(Point-per-instance localization data)
──────────────────────────────
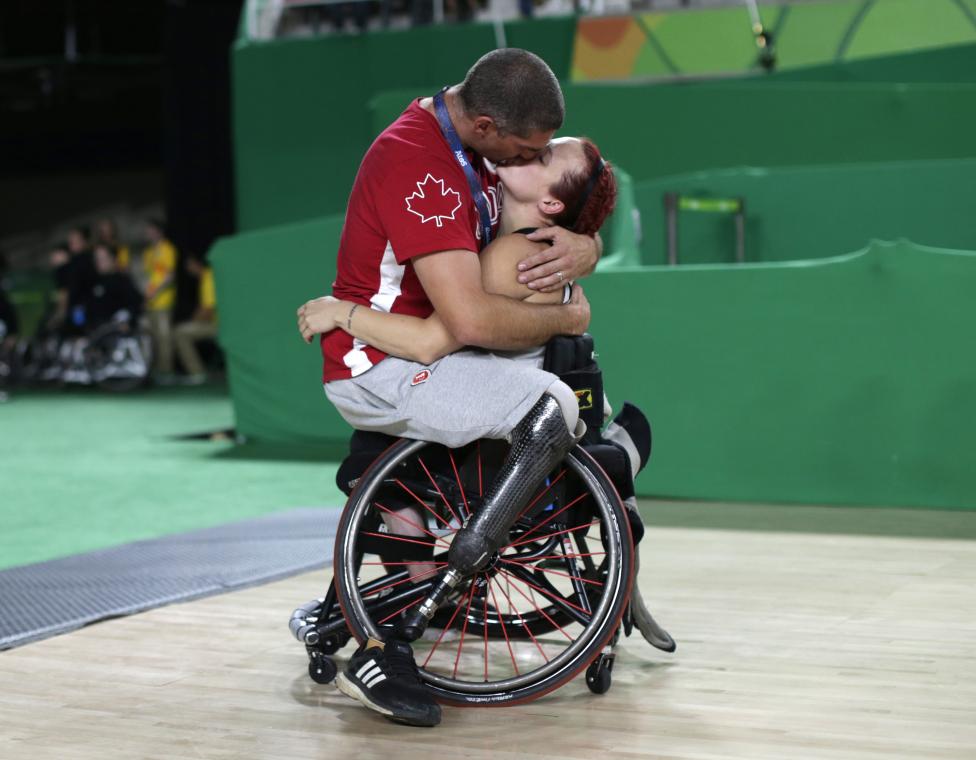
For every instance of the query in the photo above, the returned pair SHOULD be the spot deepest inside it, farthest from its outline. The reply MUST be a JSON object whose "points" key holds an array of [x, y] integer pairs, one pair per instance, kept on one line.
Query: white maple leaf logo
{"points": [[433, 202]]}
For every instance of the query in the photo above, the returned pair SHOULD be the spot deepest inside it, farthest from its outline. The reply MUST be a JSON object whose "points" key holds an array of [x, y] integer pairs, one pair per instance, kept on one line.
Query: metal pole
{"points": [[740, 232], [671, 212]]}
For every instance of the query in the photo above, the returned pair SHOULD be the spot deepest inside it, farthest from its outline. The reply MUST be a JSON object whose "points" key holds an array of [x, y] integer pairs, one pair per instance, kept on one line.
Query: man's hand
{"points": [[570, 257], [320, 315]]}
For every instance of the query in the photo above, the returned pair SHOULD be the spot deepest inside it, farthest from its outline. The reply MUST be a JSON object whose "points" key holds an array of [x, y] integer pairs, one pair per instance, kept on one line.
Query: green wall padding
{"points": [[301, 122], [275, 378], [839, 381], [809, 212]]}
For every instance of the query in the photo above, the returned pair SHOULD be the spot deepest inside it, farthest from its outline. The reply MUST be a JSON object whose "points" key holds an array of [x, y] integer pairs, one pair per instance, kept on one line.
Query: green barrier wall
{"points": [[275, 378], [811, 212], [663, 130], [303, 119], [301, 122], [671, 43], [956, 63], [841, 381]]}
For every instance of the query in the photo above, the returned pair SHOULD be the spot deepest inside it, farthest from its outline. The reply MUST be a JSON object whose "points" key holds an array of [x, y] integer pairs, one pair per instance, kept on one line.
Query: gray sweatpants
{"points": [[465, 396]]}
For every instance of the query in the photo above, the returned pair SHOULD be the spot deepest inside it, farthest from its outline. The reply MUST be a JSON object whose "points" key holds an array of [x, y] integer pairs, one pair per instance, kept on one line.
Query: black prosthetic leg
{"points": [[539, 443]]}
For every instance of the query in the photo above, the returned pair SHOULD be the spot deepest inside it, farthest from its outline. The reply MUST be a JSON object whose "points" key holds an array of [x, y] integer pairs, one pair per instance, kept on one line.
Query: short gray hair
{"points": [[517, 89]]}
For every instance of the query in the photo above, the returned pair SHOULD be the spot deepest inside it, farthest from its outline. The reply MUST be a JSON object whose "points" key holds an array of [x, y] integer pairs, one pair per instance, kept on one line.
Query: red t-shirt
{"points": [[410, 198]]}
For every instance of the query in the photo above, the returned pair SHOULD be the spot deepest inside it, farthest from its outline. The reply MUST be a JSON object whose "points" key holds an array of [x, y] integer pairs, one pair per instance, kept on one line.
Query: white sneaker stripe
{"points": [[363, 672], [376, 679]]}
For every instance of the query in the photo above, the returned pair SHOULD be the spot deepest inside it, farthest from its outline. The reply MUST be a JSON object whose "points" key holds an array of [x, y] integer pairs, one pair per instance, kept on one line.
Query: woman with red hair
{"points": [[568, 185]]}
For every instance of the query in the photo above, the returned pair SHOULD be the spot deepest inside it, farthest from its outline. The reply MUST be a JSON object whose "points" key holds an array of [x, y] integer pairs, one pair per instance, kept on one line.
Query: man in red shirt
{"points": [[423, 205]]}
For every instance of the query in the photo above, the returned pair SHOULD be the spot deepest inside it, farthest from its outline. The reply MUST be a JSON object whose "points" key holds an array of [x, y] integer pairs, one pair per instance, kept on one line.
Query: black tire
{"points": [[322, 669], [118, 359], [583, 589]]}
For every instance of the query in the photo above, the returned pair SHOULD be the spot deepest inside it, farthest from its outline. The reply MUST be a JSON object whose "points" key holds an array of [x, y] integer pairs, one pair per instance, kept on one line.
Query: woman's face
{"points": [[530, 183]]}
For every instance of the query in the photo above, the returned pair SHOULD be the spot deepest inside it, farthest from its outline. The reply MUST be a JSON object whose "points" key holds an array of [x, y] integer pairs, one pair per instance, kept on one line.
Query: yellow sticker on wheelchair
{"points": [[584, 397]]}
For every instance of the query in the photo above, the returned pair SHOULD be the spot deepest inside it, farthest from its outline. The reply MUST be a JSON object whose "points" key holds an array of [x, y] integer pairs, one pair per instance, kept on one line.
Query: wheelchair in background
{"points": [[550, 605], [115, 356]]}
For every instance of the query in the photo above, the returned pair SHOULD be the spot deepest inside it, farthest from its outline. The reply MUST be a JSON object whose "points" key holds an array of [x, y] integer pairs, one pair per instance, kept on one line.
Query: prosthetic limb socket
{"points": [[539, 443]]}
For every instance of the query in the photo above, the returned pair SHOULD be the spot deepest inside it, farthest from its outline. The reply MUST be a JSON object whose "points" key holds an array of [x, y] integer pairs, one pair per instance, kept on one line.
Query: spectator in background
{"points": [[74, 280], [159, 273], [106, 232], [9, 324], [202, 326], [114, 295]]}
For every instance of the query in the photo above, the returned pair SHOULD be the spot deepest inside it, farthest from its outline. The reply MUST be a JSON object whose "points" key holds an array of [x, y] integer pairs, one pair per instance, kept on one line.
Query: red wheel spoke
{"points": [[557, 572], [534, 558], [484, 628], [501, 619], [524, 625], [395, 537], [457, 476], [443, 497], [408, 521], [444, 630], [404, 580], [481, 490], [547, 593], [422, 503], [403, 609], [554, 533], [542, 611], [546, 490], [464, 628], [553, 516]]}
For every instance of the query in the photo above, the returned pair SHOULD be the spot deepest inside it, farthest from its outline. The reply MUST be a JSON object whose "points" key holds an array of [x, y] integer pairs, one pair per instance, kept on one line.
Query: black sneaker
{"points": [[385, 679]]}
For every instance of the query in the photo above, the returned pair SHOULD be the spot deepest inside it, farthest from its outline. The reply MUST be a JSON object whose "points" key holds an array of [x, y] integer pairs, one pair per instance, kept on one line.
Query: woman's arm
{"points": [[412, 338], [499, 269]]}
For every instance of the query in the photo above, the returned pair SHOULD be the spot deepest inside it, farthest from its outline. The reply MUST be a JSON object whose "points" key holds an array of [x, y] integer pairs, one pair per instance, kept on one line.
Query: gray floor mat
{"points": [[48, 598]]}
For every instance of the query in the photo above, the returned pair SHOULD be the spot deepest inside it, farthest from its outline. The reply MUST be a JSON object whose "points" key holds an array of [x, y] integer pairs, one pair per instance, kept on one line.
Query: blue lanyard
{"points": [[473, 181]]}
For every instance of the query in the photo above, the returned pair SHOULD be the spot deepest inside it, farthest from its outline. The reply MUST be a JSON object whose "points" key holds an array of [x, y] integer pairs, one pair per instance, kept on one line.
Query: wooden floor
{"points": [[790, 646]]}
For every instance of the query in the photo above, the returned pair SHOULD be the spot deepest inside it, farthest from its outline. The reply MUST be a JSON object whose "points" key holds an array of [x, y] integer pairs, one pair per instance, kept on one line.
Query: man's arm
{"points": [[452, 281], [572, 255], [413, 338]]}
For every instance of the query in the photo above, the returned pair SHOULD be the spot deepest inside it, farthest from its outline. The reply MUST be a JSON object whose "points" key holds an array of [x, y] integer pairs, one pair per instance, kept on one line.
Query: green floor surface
──────────────────────────────
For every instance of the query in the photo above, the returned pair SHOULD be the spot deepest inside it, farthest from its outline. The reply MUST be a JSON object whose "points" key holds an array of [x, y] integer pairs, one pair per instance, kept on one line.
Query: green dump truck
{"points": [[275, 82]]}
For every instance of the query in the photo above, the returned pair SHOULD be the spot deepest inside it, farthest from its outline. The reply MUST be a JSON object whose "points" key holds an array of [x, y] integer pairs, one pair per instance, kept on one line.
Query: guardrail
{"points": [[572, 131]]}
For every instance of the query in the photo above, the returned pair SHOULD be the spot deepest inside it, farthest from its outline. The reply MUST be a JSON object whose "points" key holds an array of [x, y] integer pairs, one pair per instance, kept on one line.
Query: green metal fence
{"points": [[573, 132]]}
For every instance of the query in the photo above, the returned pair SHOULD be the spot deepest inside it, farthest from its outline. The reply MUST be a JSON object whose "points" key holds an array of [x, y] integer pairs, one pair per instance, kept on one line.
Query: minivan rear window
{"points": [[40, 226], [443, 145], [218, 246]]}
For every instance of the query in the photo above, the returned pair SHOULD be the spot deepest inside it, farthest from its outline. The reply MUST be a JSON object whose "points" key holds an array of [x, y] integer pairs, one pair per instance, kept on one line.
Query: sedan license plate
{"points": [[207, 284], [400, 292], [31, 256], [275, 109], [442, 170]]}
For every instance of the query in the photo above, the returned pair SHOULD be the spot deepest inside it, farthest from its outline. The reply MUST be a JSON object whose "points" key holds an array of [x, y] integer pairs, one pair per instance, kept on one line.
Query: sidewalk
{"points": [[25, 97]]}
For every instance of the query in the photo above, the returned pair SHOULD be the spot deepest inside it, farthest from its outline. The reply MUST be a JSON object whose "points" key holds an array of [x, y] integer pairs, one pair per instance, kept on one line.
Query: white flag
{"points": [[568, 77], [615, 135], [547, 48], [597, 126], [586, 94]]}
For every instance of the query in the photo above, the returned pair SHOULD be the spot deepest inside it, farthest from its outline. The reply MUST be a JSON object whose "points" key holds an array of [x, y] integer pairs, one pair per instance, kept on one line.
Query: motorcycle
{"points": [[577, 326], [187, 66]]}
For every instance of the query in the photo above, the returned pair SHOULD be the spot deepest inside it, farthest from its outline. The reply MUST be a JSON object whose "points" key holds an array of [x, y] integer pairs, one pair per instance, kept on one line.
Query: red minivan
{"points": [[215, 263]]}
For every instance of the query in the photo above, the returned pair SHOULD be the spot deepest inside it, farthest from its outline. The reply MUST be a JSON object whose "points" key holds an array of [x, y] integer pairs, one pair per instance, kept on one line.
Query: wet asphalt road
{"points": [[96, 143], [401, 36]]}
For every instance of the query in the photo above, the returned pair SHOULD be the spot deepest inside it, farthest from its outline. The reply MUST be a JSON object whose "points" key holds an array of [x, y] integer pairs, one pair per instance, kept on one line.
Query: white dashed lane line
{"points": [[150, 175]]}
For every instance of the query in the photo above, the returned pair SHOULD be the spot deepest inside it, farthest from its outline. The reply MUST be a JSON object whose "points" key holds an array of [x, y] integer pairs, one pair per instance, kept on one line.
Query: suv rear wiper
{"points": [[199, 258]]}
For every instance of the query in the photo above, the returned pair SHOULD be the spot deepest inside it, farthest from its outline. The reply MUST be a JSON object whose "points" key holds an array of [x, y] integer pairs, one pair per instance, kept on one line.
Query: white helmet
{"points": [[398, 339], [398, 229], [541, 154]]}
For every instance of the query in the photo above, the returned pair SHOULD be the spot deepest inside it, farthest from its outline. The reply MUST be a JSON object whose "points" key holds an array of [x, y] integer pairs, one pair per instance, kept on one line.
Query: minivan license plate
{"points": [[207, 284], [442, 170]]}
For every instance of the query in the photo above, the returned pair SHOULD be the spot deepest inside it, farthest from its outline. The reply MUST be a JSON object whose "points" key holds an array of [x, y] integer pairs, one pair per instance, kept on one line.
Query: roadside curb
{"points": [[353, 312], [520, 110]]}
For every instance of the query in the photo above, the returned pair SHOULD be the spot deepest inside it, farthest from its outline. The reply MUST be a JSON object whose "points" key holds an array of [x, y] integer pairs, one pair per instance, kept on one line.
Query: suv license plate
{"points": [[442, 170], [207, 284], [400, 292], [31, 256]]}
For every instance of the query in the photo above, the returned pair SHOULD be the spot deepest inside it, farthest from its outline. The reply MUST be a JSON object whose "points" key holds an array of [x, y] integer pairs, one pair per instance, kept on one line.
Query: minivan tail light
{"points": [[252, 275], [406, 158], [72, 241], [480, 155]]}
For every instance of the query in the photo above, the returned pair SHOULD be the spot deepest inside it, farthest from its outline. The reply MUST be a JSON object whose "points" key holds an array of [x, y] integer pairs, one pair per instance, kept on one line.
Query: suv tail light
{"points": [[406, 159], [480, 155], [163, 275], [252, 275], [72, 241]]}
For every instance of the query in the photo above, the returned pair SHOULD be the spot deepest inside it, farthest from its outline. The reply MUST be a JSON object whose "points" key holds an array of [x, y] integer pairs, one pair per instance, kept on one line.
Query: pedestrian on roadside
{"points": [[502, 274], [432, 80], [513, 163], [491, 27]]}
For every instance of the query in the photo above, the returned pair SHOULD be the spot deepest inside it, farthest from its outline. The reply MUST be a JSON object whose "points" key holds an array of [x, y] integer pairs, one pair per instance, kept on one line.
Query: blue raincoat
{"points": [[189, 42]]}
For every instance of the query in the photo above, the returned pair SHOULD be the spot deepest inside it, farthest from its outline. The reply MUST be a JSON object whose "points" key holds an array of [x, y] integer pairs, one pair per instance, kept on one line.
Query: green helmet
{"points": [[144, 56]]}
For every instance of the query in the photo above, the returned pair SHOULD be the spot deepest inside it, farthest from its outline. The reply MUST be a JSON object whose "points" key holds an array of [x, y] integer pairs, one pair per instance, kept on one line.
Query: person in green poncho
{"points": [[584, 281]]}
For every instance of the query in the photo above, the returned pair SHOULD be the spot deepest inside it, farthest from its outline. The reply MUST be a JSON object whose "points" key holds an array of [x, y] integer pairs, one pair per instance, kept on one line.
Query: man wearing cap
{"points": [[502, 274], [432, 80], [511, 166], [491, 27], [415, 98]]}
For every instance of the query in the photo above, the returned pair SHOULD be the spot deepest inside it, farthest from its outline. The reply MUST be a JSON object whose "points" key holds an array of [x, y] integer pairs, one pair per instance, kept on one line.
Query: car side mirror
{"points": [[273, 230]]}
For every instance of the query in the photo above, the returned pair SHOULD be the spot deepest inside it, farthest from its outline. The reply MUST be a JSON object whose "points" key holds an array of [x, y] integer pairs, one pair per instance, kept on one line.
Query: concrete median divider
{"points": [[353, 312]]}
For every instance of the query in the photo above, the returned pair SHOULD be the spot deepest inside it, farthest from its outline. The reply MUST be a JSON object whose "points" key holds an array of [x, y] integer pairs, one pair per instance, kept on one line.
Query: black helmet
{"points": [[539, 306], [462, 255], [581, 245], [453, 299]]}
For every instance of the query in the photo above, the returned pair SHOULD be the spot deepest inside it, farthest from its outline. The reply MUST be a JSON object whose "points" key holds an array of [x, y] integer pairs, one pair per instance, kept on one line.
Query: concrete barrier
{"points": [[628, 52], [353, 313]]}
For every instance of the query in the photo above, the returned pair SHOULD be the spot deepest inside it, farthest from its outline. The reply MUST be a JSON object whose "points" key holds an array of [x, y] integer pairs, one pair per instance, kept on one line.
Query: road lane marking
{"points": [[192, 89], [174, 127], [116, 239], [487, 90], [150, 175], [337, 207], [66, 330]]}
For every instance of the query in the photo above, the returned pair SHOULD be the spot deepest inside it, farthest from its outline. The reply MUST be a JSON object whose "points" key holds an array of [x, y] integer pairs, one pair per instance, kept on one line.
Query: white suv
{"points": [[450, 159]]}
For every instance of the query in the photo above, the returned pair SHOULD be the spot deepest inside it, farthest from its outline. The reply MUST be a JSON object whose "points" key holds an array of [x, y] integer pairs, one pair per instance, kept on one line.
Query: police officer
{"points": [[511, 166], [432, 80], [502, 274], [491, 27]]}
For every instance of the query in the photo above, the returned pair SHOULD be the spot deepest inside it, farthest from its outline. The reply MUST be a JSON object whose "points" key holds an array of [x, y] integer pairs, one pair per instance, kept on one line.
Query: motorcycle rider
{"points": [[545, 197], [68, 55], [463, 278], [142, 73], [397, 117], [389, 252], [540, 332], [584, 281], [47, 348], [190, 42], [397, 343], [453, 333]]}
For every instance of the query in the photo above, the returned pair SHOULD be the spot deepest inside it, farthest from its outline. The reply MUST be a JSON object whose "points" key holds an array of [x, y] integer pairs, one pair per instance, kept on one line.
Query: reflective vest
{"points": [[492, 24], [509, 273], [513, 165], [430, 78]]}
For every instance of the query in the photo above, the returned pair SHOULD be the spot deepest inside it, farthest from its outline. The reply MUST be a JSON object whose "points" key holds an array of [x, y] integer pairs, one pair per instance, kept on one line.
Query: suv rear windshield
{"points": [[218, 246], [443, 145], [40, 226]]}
──────────────────────────────
(How to complete this task) Give the exact lines, and only those, from the line containing "Query: man's arm" through the line containing "Query: green floor surface" in the entries above.

(Solution to this exercise)
Query: man's arm
{"points": [[452, 281], [572, 255], [413, 338]]}
For every instance of the query in the photo above, the returned pair SHOULD be the spot deepest inside it, farthest from its outline. The reply MUST be a JSON object whose "points" key holds an array of [x, y] integer pairs, one pair per instance, kept on one line.
Query: green floor surface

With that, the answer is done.